Text:
Gemach, gemach! Es gibt sichee tausend gute Gründe vorm Kanzleramt zu demonstrieren, die kalte Progression ist aber bestimmt nicht das dringlichste Problem. Denn wie schon weiter oben geschrieben, gehen die Diskussionen um die kalte Progression oder die Progression selbst, selten auf echte “Freunde des kleinen Mannes” zurück.

Zumal weder das Thema Progression und erst recht das Thema kalte Progression — trotz aller im Netz kursierender Rechenexempel und theoretischer Extrembeispiele — in der Praxis keine echte Rolle spielen.

Weder die allgemeinen Lohnsteigerungen, noch die allgemeinen Teuerungsraten haben sich in den letzten 15 Jahren so dramatisch verändert, dass wir plötzlich alle im Spitzensteuersatz angekommen sind.

Außerdem ist es ja nicht so, dass die Tarifvorschriften und die steuerlichen Freibeträge in den letzten Jahren überhaupt nicht angepasst worden sind.

Gestellte Aufgabe: Führen Sie den Text zur kalten Progression im Anschluss an seinen letzten Satz weiter. Die anschließenden Zeilen haben mit dem Text zur kalten Progression nichts zu tun.

Bereitgestelltes Material:

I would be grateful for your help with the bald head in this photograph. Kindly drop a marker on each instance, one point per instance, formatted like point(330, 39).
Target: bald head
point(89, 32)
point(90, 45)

Antwort:
Es gibt sicherlich tausende Ungerechtigkeiten im deutschen Steuerrecht. Die Diskussion um (kalte) Progression ist und bleibt jedoch eine Phantomdebatte.

Um es aber noch mal klar zu sagen: Das von Lohnsteigerungen oder Einmalzahlungen weniger in der Tasche bleibt ist Progression. Dass wir durch Lohnsteigerungen, die durch Inflation aufgefressen werden, real keine Einkommenssteigerungen erzielen, gleichzeitig im Steuertarif nach oben klettern, ist kalte Progression.